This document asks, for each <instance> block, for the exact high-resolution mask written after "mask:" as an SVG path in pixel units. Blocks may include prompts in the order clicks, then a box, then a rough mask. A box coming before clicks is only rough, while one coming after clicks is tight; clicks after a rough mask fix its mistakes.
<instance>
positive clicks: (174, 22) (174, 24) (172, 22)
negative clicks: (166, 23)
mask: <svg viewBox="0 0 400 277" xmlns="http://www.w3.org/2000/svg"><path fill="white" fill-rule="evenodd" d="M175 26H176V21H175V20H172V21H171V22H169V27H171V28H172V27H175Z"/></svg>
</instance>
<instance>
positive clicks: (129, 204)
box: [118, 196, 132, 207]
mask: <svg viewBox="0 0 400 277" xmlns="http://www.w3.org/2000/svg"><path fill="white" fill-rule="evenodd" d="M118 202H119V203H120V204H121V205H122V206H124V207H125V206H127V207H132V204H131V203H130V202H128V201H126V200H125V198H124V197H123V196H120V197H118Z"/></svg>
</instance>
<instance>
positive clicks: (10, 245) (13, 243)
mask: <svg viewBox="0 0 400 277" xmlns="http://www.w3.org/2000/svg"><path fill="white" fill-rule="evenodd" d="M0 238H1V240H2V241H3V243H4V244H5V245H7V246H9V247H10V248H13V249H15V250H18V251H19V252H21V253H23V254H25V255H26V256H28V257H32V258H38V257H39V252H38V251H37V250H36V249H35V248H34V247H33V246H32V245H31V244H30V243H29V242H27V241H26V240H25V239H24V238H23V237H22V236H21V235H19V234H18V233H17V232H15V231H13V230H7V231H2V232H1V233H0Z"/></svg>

++++

* **What you need to do**
Nothing in the entries should be skipped. Output them all exactly.

* **Solution to this exercise**
This document asks, for each <instance> block, for the exact high-resolution mask written after "mask:" as an SVG path in pixel units. Blocks may include prompts in the order clicks, then a box, then a rough mask. A box coming before clicks is only rough, while one coming after clicks is tight; clicks after a rough mask fix its mistakes.
<instance>
positive clicks: (174, 22) (174, 24) (172, 22)
negative clicks: (166, 23)
mask: <svg viewBox="0 0 400 277" xmlns="http://www.w3.org/2000/svg"><path fill="white" fill-rule="evenodd" d="M175 26H176V21H175V20H172V21H171V22H169V27H171V28H172V27H175Z"/></svg>
</instance>
<instance>
positive clicks: (129, 204)
box: [118, 196, 132, 207]
mask: <svg viewBox="0 0 400 277" xmlns="http://www.w3.org/2000/svg"><path fill="white" fill-rule="evenodd" d="M118 202H119V203H120V204H121V205H122V206H124V207H125V206H127V207H132V204H131V203H130V202H128V201H126V200H125V198H124V197H123V196H120V197H118Z"/></svg>
</instance>
<instance>
positive clicks: (10, 245) (13, 243)
mask: <svg viewBox="0 0 400 277" xmlns="http://www.w3.org/2000/svg"><path fill="white" fill-rule="evenodd" d="M0 238H1V240H2V241H3V243H4V244H5V245H7V246H9V247H10V248H13V249H15V250H18V251H19V252H21V253H23V254H25V255H26V256H28V257H32V258H38V257H39V252H38V251H37V250H36V249H35V248H34V247H33V246H32V245H31V244H30V243H29V242H27V241H26V240H25V239H24V238H23V237H22V236H21V235H19V234H18V233H17V232H15V231H13V230H7V231H2V232H1V233H0Z"/></svg>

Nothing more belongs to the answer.